▶ _TEXTO BASE_:
◇ ◇ ◇ ◇
Lo demás es empeñarse en violentar las cosas, sacándolas de su quicio.
¿Pretendería V. que un misionero encanecido en su santa carrera tenga el mismo
modo de mirar los objetos que cuando salió de los estudios? ¿no fuera esta una
pretensión extraña? Es cierto que sí; pues no menos lo sería el exigirle ya
en su primera juventud el mismo comportamiento que le han enseñado largos años
de trabajos apostólicos en lejanos y variados países.
Es
poco menos que imposible, sin larga práctica del mundo, saber colocarse en el
puesto de los otros, haciéndose cargo de las razones que los impelen a pensar u
obrar de esta o aquella manera; y es mucho más difícil en materias religiosas,
refiriéndose éstas a lo que hay de más íntimo en el alma del hombre: cuando
estamos vivamente poseídos de una idea, se nos hace inconcebible que los demás
puedan mirar con indiferencia lo que nosotros contemplamos como lo más
importante en esta vida y en la venidera. Por cuyo motivo, no hay asunto que
más a propósito sea para exaltar el ánimo; y es de aquí que las guerras que
se han hecho a título de religión, han sido siempre muy obstinadas y
sangrientas. Quisiera yo que de estas reflexiones se penetrasen los que a roso y
velloso, como suele decirse, hablan contra la intolerancia, pues que, de esta
suerte, no sucediera tan a menudo que hombres en extremo intolerantes en todo lo
que concierne a la religión, no quieran sufrir la intolerancia con que a su vez
les corresponden las personas religiosas.
◇ ◇ ◇ ◇
▶ _REGISTROS_:

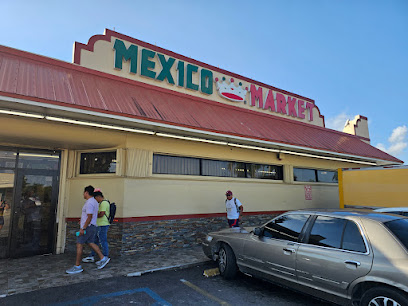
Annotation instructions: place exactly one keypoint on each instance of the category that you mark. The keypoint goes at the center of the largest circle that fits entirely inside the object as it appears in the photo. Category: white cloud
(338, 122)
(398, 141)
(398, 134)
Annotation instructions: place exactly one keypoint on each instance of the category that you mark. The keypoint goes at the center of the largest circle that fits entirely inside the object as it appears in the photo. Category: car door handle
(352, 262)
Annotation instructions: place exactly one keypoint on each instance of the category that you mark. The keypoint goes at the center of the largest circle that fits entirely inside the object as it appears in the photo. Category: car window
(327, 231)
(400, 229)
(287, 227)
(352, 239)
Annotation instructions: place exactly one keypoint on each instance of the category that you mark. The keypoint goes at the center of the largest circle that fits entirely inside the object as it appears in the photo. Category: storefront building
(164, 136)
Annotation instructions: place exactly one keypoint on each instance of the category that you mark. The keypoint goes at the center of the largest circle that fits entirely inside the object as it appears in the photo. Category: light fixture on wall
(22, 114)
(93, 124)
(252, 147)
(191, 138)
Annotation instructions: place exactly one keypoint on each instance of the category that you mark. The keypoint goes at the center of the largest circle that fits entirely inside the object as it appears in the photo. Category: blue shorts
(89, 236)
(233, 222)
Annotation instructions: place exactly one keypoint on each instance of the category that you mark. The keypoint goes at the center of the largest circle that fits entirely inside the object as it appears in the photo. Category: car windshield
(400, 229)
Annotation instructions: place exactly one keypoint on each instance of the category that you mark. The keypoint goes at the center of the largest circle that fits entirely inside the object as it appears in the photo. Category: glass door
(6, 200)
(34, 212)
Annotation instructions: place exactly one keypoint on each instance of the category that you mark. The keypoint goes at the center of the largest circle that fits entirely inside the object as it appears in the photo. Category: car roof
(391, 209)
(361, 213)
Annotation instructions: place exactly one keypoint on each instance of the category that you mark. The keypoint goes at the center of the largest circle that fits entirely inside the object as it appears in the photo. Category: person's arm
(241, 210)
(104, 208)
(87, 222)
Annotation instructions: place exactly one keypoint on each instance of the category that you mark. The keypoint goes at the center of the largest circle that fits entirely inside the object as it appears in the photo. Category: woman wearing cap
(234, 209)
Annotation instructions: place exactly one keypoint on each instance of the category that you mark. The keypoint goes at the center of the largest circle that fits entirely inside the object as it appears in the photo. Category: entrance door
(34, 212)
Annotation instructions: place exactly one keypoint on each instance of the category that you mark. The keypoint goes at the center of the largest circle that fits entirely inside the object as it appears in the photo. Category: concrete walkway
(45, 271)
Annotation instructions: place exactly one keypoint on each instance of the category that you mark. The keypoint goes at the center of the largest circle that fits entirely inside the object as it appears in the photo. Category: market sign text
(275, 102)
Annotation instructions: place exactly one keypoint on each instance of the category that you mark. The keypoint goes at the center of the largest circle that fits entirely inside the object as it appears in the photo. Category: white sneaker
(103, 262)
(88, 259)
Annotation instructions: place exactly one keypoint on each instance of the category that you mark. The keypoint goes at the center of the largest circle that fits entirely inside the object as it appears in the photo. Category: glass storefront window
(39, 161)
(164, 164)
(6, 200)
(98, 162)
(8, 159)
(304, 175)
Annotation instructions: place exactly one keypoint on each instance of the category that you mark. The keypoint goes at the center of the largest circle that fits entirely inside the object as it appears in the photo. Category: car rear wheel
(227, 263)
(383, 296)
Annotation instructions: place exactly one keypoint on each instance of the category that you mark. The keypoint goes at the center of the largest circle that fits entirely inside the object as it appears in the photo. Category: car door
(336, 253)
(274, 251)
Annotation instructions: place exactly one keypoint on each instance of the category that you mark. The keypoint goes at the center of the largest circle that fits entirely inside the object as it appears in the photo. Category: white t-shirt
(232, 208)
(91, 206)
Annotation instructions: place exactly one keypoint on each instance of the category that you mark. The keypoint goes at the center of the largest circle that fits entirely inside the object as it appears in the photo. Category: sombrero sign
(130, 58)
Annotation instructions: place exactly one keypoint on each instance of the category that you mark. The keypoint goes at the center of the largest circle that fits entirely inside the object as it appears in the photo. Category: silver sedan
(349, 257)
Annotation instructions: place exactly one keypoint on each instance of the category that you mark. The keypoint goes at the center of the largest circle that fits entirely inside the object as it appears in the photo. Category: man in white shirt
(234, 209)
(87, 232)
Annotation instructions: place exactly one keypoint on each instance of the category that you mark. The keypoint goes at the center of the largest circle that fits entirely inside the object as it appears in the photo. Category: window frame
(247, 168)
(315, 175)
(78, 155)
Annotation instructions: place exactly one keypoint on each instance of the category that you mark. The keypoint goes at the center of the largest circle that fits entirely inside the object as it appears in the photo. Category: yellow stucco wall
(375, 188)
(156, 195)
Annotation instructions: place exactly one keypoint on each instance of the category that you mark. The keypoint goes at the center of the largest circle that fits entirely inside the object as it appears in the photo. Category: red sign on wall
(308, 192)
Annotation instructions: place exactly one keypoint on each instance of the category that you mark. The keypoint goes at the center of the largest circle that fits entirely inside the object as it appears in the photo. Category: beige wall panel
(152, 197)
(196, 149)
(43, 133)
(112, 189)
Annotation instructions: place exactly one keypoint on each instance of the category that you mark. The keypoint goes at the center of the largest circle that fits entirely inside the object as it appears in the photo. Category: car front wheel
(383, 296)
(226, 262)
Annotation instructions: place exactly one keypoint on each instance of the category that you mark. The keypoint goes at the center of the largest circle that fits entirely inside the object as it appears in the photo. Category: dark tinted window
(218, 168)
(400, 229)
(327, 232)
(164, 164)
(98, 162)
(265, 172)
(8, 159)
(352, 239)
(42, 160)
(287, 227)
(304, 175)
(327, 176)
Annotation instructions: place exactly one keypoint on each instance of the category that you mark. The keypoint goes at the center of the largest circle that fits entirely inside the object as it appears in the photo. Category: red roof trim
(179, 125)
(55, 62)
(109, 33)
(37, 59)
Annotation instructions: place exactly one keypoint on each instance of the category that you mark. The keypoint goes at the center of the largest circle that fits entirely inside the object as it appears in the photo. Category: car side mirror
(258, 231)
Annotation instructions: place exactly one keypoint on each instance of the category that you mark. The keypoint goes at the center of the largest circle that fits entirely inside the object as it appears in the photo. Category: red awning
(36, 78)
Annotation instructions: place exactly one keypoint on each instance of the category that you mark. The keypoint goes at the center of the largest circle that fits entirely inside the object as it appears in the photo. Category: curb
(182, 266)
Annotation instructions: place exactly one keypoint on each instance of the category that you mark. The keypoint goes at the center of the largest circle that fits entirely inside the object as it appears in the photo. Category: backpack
◇ ◇ ◇ ◇
▶ _TAREAS Y EJERCICIOS_:
1. Transcribe un fragmento del texto sobre la intolerancia religiosa: empieza en las palabras "Lo demás es" y detente después de "y variados países.".
2. ¿Qué líneas de los registros contienen la palabra "door"? Muéstralas todas.

▶ _RESPUESTAS_:
1.
Lo demás es empeñarse en violentar las cosas, sacándolas de su quicio.
¿Pretendería V. que un misionero encanecido en su santa carrera tenga el mismo
modo de mirar los objetos que cuando salió de los estudios? ¿no fuera esta una
pretensión extraña? Es cierto que sí; pues no menos lo sería el exigirle ya
en su primera juventud el mismo comportamiento que le han enseñado largos años
de trabajos apostólicos en lejanos y variados países.

2.
Annotation instructions: place exactly one keypoint on each instance of the category that you mark. The keypoint goes at the center of the largest circle that fits entirely inside the object as it appears in the photo. Category: car door handle
Annotation instructions: place exactly one keypoint on each instance of the category that you mark. The keypoint goes at the center of the largest circle that fits entirely inside the object as it appears in the photo. Category: glass door
Annotation instructions: place exactly one keypoint on each instance of the category that you mark. The keypoint goes at the center of the largest circle that fits entirely inside the object as it appears in the photo. Category: entrance door
Annotation instructions: place exactly one keypoint on each instance of the category that you mark. The keypoint goes at the center of the largest circle that fits entirely inside the object as it appears in the photo. Category: car door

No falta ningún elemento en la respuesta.